- **TEXT EXTRACT**

::::

This is incomplete and a lot of the more important bits are still unwritten, but I'd love your feedback. Specifically, I'd like to know where you might want to hear more. Is the event itself clear? My goal is to begin the dialectic with dialogue, yes, but also to establish the context for a discussion on how to respond to social media related panic. I may even extend some of that conversation to this panic in school-aged children, like those affected in this example. Also, if you have read anything about social media benefitting in disaster response or enacting panic, I'd love to hear your two cents. I will be diving into a new book by Liza Potts this weekend to see if she can shed some light and help me generate some ideas for the meatiest part of my dialectic. Thanks!
Because this event took place over several days, I have
chosen to break the dialectic into stages. Each stage represents a dialogue
that could have taken place during that time. Together, they function to
provide context and lead into the problem-solving area of the dialectic between
the scholar and the high school principal.
Wednesday September 3, 2014
Student/child: I
can’t go to school tomorrow. Something bad is going to happen.
Parent: What? Why
do you say that?
Student/child: I
saw it on Instagram. Those guys, the ones who call themselves The Merry Men, tagged our campus. It was
all over Instagram.
Parent: The Merry Men? Aren’t those the people
who tagged the Catholic Church a month ago with antiestablishment propaganda?
They tagged the school?
Student/child:
Yeah, two nights ago – on Tuesday. They were bragging all over Instagram. Now
everybody is freaking out on Twitter because somebody is saying they are going
to shoot up the school tomorrow!
Parent: Okay.

::::

- **AIM 1**
In the records, replace "Mark the region" with "Outline the area" in everything from the line containing "[mask] book page -> every instance" down to the line containing "885 493 L 923". Return only those lines, otherwise unchanged.
The text and the records originate from separate, unrelated sources.

::::

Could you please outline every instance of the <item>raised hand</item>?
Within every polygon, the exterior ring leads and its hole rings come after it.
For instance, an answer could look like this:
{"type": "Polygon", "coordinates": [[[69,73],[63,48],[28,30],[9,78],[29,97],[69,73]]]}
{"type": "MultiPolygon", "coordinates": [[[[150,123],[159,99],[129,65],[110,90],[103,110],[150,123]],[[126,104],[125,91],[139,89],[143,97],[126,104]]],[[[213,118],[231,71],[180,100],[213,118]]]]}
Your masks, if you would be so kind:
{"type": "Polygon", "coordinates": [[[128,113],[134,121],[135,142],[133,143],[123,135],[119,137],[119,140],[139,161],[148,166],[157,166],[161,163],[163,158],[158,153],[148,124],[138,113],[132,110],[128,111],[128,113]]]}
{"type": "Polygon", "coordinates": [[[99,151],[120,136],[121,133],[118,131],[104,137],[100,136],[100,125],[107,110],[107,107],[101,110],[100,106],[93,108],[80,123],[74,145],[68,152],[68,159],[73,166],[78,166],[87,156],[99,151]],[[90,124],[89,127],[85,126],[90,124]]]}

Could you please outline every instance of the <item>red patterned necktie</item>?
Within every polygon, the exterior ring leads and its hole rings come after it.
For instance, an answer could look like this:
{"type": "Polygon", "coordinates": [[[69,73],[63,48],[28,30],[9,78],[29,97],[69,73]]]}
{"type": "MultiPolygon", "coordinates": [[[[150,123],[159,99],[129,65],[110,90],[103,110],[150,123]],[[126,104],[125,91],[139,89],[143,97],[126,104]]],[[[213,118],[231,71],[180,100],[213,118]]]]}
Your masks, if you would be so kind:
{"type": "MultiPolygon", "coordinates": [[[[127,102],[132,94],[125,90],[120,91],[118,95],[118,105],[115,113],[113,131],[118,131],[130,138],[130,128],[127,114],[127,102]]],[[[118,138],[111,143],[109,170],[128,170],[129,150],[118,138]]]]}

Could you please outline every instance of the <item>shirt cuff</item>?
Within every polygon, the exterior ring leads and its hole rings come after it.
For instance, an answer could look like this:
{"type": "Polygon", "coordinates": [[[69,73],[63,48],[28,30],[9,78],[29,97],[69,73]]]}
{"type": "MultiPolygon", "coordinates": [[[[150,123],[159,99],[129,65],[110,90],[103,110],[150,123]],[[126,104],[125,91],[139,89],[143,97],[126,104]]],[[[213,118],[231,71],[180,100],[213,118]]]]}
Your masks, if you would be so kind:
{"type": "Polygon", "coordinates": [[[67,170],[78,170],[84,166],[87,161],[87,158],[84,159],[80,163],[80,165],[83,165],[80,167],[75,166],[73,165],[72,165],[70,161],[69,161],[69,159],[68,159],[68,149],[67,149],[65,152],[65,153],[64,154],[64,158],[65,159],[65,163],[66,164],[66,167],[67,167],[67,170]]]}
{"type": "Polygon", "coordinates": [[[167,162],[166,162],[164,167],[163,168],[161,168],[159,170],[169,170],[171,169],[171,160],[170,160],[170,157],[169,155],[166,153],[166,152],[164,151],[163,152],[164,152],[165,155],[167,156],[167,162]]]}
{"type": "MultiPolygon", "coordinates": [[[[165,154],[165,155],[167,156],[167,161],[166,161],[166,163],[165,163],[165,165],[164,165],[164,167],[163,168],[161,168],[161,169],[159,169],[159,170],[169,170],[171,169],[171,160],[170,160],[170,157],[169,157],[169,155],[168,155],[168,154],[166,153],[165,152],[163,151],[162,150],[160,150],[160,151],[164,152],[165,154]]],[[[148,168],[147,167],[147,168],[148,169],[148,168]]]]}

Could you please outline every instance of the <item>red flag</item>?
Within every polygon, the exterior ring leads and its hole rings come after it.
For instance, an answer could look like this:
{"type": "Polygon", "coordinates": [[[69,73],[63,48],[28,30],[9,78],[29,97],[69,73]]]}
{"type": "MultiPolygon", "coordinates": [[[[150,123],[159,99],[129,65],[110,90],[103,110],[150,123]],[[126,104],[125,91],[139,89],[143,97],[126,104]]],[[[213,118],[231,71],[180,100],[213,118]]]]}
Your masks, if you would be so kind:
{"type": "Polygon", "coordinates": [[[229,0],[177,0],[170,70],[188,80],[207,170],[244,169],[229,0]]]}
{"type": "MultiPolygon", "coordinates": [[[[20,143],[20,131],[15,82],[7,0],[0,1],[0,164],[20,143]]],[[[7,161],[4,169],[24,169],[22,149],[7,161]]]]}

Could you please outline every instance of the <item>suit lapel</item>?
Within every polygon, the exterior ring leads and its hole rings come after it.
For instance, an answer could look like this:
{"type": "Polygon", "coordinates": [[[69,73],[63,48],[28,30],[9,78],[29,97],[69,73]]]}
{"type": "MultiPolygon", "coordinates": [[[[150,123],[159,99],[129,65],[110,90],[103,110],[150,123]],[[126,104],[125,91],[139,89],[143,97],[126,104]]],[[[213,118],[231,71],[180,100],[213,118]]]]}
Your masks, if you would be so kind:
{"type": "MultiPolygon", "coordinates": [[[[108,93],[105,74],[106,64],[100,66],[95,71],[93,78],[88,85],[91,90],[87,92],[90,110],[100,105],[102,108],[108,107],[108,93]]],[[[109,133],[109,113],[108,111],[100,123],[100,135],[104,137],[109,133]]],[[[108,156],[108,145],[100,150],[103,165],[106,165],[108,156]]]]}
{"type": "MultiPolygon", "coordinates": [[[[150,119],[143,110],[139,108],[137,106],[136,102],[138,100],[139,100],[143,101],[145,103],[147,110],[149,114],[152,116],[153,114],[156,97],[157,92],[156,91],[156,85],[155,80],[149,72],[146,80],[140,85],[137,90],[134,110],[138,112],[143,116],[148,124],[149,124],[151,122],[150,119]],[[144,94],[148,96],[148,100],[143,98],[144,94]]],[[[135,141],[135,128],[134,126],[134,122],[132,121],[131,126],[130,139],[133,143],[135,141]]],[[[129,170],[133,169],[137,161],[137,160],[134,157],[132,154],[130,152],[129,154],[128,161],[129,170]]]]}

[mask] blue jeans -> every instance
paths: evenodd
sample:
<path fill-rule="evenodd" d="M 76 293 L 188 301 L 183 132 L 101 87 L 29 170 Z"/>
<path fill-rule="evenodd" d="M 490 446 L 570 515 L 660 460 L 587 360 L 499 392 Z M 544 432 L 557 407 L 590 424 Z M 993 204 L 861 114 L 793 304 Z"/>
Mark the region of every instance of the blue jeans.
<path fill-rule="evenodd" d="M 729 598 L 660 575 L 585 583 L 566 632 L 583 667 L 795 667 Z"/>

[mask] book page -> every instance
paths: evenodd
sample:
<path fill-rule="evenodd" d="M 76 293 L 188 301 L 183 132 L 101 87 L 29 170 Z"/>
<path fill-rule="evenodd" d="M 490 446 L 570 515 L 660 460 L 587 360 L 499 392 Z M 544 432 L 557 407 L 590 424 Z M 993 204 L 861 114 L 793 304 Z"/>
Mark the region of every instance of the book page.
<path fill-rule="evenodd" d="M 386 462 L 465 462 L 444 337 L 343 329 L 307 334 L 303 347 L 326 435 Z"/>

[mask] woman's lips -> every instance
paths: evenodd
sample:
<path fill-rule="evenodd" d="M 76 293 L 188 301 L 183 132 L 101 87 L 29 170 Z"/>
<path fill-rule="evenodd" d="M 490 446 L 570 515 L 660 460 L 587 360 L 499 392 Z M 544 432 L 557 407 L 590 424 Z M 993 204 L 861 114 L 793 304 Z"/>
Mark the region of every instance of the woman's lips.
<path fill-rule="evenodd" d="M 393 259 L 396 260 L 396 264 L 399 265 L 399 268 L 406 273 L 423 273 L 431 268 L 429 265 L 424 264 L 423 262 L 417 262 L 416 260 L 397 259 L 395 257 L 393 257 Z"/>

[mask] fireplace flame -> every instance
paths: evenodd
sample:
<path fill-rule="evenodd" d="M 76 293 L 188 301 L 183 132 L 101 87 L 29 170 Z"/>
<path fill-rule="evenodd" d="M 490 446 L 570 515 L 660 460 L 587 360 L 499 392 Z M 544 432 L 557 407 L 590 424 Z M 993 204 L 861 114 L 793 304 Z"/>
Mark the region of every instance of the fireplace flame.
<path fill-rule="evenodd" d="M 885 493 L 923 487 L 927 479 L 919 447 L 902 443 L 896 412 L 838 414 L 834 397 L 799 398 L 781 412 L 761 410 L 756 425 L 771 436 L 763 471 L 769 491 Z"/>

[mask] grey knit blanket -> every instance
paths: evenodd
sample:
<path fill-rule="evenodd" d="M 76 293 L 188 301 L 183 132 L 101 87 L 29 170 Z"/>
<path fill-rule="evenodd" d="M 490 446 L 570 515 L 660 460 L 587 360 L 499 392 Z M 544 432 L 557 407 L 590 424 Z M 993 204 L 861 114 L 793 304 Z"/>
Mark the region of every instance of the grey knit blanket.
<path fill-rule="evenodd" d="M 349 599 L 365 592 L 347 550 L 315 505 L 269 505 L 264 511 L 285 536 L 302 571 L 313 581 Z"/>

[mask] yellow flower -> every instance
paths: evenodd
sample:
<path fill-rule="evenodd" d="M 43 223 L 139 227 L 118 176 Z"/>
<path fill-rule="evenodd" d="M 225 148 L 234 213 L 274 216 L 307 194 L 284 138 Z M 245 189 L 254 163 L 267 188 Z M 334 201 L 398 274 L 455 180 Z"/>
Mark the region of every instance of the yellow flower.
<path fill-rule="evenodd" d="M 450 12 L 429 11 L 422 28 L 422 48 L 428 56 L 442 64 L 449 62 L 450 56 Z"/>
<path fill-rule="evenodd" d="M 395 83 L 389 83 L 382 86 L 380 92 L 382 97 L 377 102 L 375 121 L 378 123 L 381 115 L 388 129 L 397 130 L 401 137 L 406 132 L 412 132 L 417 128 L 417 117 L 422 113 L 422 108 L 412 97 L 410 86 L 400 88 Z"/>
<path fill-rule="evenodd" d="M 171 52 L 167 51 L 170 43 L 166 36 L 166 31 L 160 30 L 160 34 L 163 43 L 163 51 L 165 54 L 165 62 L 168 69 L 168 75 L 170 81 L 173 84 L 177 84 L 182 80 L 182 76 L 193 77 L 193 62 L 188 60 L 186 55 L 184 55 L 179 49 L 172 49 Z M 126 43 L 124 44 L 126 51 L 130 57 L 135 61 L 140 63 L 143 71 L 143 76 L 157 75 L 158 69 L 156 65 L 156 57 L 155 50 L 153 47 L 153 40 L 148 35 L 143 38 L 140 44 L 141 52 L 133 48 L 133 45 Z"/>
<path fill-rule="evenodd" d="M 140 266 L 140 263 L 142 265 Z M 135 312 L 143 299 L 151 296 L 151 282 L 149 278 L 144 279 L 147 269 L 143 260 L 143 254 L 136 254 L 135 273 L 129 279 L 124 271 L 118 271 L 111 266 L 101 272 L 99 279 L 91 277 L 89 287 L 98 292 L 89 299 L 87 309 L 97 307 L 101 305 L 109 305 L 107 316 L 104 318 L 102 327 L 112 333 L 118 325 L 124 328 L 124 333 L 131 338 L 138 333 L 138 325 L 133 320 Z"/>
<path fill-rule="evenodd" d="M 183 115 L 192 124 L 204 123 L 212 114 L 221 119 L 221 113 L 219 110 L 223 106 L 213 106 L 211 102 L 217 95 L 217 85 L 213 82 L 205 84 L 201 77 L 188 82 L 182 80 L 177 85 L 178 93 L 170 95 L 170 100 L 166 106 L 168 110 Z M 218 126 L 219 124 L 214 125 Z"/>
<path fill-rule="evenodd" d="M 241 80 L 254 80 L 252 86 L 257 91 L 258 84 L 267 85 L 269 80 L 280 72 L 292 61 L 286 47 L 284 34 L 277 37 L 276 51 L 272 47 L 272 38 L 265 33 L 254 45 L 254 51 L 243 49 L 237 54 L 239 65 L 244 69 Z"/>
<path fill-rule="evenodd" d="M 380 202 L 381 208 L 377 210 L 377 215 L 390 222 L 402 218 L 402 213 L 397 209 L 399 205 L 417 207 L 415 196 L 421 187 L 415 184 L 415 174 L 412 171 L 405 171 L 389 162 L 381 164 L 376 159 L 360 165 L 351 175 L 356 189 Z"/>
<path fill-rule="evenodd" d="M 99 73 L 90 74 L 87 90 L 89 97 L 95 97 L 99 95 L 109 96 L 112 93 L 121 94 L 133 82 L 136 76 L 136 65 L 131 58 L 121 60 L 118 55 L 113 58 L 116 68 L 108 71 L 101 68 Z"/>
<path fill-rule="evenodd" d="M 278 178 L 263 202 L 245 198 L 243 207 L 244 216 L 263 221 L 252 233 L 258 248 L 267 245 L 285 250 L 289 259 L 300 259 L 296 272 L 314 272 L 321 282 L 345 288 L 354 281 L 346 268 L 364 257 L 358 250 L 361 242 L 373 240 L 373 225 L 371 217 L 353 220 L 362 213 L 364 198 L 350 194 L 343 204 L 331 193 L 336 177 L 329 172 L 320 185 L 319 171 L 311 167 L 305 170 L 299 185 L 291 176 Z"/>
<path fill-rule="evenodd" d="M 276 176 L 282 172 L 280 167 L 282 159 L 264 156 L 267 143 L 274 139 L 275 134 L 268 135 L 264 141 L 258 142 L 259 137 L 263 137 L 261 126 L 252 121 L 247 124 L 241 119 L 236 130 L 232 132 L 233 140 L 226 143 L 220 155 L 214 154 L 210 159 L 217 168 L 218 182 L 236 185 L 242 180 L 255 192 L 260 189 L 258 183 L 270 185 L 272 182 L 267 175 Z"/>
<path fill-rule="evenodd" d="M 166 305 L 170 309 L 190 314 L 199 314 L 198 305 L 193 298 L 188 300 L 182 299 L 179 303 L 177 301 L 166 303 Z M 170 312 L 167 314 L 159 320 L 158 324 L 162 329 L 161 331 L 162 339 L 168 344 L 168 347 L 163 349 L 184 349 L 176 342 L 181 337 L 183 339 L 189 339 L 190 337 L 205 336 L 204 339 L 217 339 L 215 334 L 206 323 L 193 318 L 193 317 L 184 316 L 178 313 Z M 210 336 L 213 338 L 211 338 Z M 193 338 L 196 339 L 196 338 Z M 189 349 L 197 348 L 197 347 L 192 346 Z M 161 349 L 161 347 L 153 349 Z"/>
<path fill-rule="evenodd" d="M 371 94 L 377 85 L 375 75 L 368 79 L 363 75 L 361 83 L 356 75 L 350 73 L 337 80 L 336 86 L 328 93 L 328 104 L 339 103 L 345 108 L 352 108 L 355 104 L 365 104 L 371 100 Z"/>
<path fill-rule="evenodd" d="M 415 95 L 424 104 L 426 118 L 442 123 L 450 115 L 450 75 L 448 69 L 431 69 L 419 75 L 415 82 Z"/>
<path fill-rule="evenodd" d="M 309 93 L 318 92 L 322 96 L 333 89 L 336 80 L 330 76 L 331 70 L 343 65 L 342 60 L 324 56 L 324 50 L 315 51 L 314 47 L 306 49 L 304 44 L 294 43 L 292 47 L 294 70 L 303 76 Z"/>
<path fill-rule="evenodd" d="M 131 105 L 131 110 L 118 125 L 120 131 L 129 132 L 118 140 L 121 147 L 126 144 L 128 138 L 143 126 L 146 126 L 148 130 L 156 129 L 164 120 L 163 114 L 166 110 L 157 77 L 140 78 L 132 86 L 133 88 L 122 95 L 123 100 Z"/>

::::

- **AIM 2**
According to the text on the social media panic dialectic, why is the dialectic divided into stages?

- **RIGHT ANSWER 1**
[mask] book page -> every instance
paths: evenodd
sample:
<path fill-rule="evenodd" d="M 76 293 L 188 301 L 183 132 L 101 87 L 29 170 Z"/>
<path fill-rule="evenodd" d="M 490 446 L 570 515 L 660 460 L 587 360 L 499 392 Z M 544 432 L 557 407 L 590 424 Z M 993 204 L 861 114 L 793 304 Z"/>
Outline the area of every instance of the book page.
<path fill-rule="evenodd" d="M 386 462 L 465 462 L 444 337 L 343 329 L 307 334 L 303 347 L 326 435 Z"/>

[mask] woman's lips -> every instance
paths: evenodd
sample:
<path fill-rule="evenodd" d="M 76 293 L 188 301 L 183 132 L 101 87 L 29 170 Z"/>
<path fill-rule="evenodd" d="M 490 446 L 570 515 L 660 460 L 587 360 L 499 392 Z M 544 432 L 557 407 L 590 424 Z M 993 204 L 861 114 L 793 304 Z"/>
Outline the area of every instance of the woman's lips.
<path fill-rule="evenodd" d="M 393 259 L 396 260 L 396 264 L 399 265 L 399 268 L 406 273 L 423 273 L 431 268 L 429 265 L 424 264 L 423 262 L 417 262 L 416 260 L 397 259 L 395 257 L 393 257 Z"/>

[mask] fireplace flame -> every instance
paths: evenodd
sample:
<path fill-rule="evenodd" d="M 76 293 L 188 301 L 183 132 L 101 87 L 29 170 Z"/>
<path fill-rule="evenodd" d="M 490 446 L 570 515 L 660 460 L 587 360 L 499 392 Z M 544 432 L 557 407 L 590 424 Z M 993 204 L 861 114 L 793 304 Z"/>
Outline the area of every instance of the fireplace flame.
<path fill-rule="evenodd" d="M 885 493 L 923 487 L 927 479 L 919 447 L 902 443 L 896 412 L 838 414 L 834 397 L 799 398 L 781 412 L 761 410 L 756 425 L 771 436 L 763 471 L 769 491 Z"/>

- **RIGHT ANSWER 2**
The dialectic is divided into stages because the event took place over several days. Each stage represents a dialogue that could have taken place during that time.